# [Passage to read]
________________________
Central banks lower interest rates to encourage borrowing and investing, thereby possibly stimulating economic growth. But this may hasten inflation.

Rates are raised, meanwhile, when there is too much growth. Higher borrowing rates slow inflation and return growth to more sustainable levels.

The tweaks came less than a month after the Monetary Board also reduced the key rates by 50 bps. Since Luzon was placed under enhanced community quarantine last month, the key rates have been reduced by 125 bps.

The Monetary Board, the policymaking body of the BSP, has also reduced the reserve requirement ratios of universal and commercial banks as well as non-bank financial institutions with quasi-banking functions by 200 bps; suspended the term deposit facility auctions for certain tenors; reduced the term spread on the peso rediscounting loans relative to the overnight lending rate to zero; and relaxed various regulations pertaining to compliance reporting, calculation of penalties on required reserves, and single borrower limits.

These are all meant to help the economy combat the negative effects of COVID-19.
________________________
# [Stored data]
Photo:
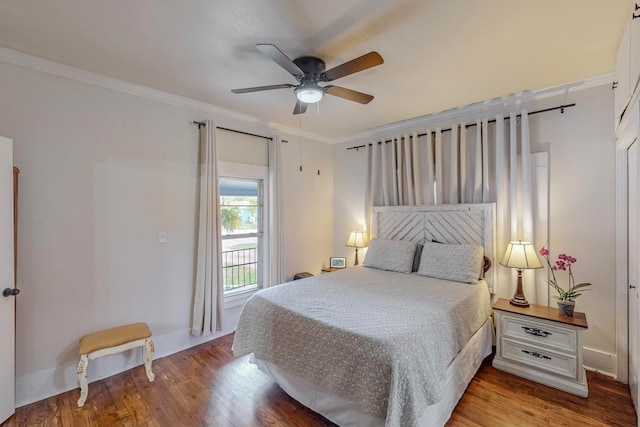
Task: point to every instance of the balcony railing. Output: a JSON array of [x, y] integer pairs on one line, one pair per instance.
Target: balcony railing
[[239, 269]]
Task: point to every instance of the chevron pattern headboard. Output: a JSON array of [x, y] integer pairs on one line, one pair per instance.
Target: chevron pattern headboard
[[453, 224]]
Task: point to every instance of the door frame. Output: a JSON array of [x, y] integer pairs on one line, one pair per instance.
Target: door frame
[[626, 137], [7, 280]]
________________________
# [Exercise instructions]
• a. Write out the text on interest rates word for word, from "The tweaks came" up to and including "single borrower limits.".
• b. Carry the text on interest rates and the Monetary Board forward, starting right after its final sentence.

# [Answer set]
• a.
The tweaks came less than a month after the Monetary Board also reduced the key rates by 50 bps. Since Luzon was placed under enhanced community quarantine last month, the key rates have been reduced by 125 bps.

The Monetary Board, the policymaking body of the BSP, has also reduced the reserve requirement ratios of universal and commercial banks as well as non-bank financial institutions with quasi-banking functions by 200 bps; suspended the term deposit facility auctions for certain tenors; reduced the term spread on the peso rediscounting loans relative to the overnight lending rate to zero; and relaxed various regulations pertaining to compliance reporting, calculation of penalties on required reserves, and single borrower limits.

• b.
Nicholas Antonio Mapa, ING Bank senior economist, said the move was expected by market players.

“Market reaction to the move was muted given that Diokno had heavily hinted at implementing a ‘deeper rate cut’ at an off-cycle meeting,” Mapa said.

“We expect (the Monetary Board) to continue to ease monetary policy, reducing RR (banks’ reserve requirements) by another 200 basis points before the end of April and cutting policy rates by another 25 basis points by May,” Mapa added.

He said investors will continue to monitor the size and scope of the fiscal COVID-19 recovery plan “now that the lockdown has been extended to the end of the month with government officials flagging a worst case scenario technical recession by the third quarter of the year.”